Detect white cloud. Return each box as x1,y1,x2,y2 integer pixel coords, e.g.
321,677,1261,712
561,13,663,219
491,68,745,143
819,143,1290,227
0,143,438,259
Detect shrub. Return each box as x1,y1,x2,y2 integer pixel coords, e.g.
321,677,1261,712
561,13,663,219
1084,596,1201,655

——————————

**Task statement:**
Retype all of the items above word for word, keeping every line and number unchanged.

**Complete answer:**
Detect white cloud. Return each box as x1,y1,x2,y2 integer pixel coords, e.g.
321,677,1261,712
561,13,663,219
491,68,745,143
819,143,1290,227
0,143,438,259
Detect shrub. Return each box as x1,y1,x2,y2 integer pixel coords, e.g.
321,677,1261,712
561,13,663,219
1084,596,1201,655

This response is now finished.